● Task brief
Set down every entry word for word. Omit the pictures.

● Task inputs
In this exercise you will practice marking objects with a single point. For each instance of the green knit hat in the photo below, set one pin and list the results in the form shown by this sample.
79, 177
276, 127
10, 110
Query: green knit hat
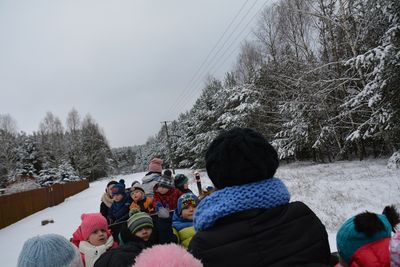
139, 220
348, 239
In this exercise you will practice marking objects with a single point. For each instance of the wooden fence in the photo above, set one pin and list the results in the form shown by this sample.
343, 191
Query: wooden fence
20, 205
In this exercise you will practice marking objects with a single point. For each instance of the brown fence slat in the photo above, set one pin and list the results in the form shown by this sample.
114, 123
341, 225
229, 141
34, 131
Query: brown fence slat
17, 206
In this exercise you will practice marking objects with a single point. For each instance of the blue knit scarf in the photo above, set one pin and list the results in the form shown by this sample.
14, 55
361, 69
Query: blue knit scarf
179, 223
268, 193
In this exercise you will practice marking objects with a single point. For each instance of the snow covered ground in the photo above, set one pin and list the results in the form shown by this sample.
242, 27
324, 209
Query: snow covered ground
333, 191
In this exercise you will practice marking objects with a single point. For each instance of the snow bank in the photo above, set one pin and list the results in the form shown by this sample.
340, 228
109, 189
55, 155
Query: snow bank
333, 191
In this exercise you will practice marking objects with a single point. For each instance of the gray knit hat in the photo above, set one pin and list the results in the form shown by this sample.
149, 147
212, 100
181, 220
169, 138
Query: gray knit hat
49, 250
139, 220
165, 181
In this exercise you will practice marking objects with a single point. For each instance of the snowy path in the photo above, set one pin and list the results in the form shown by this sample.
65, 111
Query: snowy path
333, 191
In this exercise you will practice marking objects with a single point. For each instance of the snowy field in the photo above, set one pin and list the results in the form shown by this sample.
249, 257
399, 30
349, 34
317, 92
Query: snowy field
333, 191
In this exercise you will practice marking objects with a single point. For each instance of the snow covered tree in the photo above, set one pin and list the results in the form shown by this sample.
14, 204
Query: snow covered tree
96, 153
8, 144
374, 103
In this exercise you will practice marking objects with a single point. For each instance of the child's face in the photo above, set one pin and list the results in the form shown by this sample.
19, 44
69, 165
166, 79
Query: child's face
144, 233
188, 213
118, 197
98, 237
162, 190
109, 189
137, 195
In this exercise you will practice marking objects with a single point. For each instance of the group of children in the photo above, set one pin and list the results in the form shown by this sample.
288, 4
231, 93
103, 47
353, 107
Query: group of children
134, 222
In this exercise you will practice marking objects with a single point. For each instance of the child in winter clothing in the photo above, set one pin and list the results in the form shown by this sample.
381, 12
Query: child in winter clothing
182, 183
138, 228
395, 250
140, 201
364, 239
165, 194
121, 201
182, 220
47, 251
92, 238
151, 178
106, 199
170, 255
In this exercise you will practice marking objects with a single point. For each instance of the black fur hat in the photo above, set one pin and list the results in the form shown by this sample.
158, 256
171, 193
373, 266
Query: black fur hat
240, 156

● Answer to this problem
In this exercise you will practice marking objects with a single point. For each instance of the green knit hat in the photo below, set one pin and list the results in the form shown by this sample.
79, 177
276, 127
10, 110
Query: green knit hat
139, 220
348, 239
In this exercise you will practice marking objects with a single point. For each instance of the wooden fence in the photo above, set one pin and list the results in the form shown by this sample.
343, 191
Query: wooden fence
20, 205
In this exercise you will practice marking objects with a single point. For each instance of the brown fence slat in the photo above, set one pin and list the results in the form shown by this sample.
114, 123
341, 225
229, 141
34, 131
Query: brown fence slat
17, 206
In this exercise you will practice marking objects with a single point. For each instance of the blue knit scarf in the photo above, set one pin and list the results in the form shown by this sample.
14, 55
361, 69
Query: blue knit scarf
179, 223
268, 193
In this exercise you will practice marking objects with a single point. For each instance of the snow covered ground in the photo above, set one pin and list the results in the form shown by this sample.
242, 27
324, 209
Query: snow covered ground
333, 191
In this exercise you will practice marking objects with a single point. For each instance of the snow bank in the photo above, set one pin and list the results in the form shown by this sample.
340, 228
109, 189
55, 155
Query: snow bank
333, 191
In this exercise you will practice marking objects with a single point. For each instance of the gray knit hat in the photo above, set one pin and list the results in the form shown by this sample.
149, 147
212, 100
181, 220
169, 138
Query: gray knit hat
49, 250
139, 220
165, 181
In this exercise you will practice marking objects with a single point. For each instance of the snowy path in the photo above, set one pin and list the results in the form shown by this sample.
65, 111
Query: snowy path
333, 191
In this exercise you will practice marking objects with a single point. For each instance of the snowy field in the photo above, set one pin and list the results in the form shown by this sample.
249, 257
399, 30
349, 34
317, 92
Query: snowy field
333, 191
In this exercise you will practice marking objects with a single point. For each instance of the snow covered tree in the photo above, set one pin and list the results in the form shown by this sample.
14, 204
Query: snow covered tree
96, 153
8, 144
374, 103
In this exercise you will practice marking objects with a single point. For each instance of the child's face in the photo above, set one pin and list the results in the form shown by this sample.
19, 44
69, 165
166, 79
Query: child's face
144, 233
188, 213
118, 197
98, 237
162, 190
109, 189
137, 195
In this exercise you will practice marking objects with a single point. For each instance of the group of children in the photo above, set one pin and list the results in the form shown by this sample.
288, 4
231, 93
103, 47
353, 107
Query: group of children
134, 222
In this exercise you will practice marking objects with a single point. For each instance of the child in winter clothing in the photo above, set one pin and list the results in the form shown by this sample.
381, 12
Query: child in winter clothing
182, 183
138, 228
395, 250
140, 201
364, 239
165, 194
121, 201
182, 220
47, 251
92, 238
151, 178
106, 199
170, 255
In this exercise you will practice marking objects with a single point. For each instance of the black fur hat in the photo above, set one pin and list the results in the form shown by this sample.
158, 256
171, 193
373, 266
Query: black fur hat
240, 156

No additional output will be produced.